:: Article ::
========================================

The theorem states that an odd prime $p$ can be written as the sum of two squares of
positive integers:
\[ p = a^2 + b^2 , a, b \in \mathbb{N} \]
if and only if it is of the form $4k+1, k\in \mathbb{N}$.

This theorem was stated by Fermat without proof, and it was several decades before a proof
was provided. Since then, several proofs have been discovered, including one which relies 
on the characteristics of the Gaussian integers, and another which we can prove using a
very pretty geometry-based involution. I present these two proofs (with dependent tools)
below.

\section{Dedekind's Proof in Gaussian Integers}

\subsection{Gaussian Integers}

The Gaussian integers $\mathbb{Z}[i]$ are complex numbers of the form 
\[ \mathbb{Z}[i] = \{a+ib:a,b\in \mathbb{Z}, i=\sqrt{-1}\}\]

The Gaussian integers are closed under the standard multiplication operator
$(a+ib) \times (c+id) = (ac-bd) + i(bc+ad)$, which is commutative (meaning
$z_1 \times z_2 = z_2 \times z_1$), and they have a multiplicative and additive
identity. They are therefore a ring.

By defining a norm function $N(a+bi) = a^2+b^2$, we can also define Euclidean division of
Gaussian integers. That is, for $a,b \in \mathbb{Z}[i]$, there exist $q,r \in \mathbb{Z}[i],
\text{ s.t. } a=qb+r, \text{ with } N(r)<N(b)$. So we can use classic division
algorithms like  the Euclidean algorithm and Bézout's itentity on Gaussian integers. This
characteristic means that $\mathbb{Z}[i]$ is a Euclidean domain, and, as a result, a Unique
Factorization Domain.

What this means is that, given any element $x \in \mathbb{Z}[i]$, we can find a unique
factorization of $x$ in irreducible elements $\{p_i\}$ and a unit $u$ such that:
\[ x = up_1p_2\cdots p_n \text{ with } n\geq 0 \]

In the ring of integers, we call these irreducible elements primes, and in the Gaussian
integers, we will call them Gaussian primes. The Gaussian integers has four units,
$\pm 1, \pm i$.

\subsection{Fermat's Little Theorem}

For the Two Squares theorem, we will be using a sub-ring of the Gaussian integers, the
Gaussian integers $\pmod{p}$ defined as $\{a+ib:a,b\in \mathbb{Z}/p\mathbb{Z}, i=\sqrt{-1}\}$.

========================================

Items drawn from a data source

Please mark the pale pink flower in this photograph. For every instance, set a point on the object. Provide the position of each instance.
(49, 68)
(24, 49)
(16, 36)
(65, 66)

========================================

:: Given exercise A ::
According to the passage on the two-squares theorem, what are the units of the Gaussian integers?
:: Given exercise B ::
Print every line of the records exactly as it appears, leaving nothing out.
The passage on the two-squares theorem bears no relation to the records.

:: Complete response A ::
The four units are ±1 and ±i.

:: Complete response B ::
Please mark the pale pink flower in this photograph. For every instance, set a point on the object. Provide the position of each instance.
(49, 68)
(24, 49)
(16, 36)
(65, 66)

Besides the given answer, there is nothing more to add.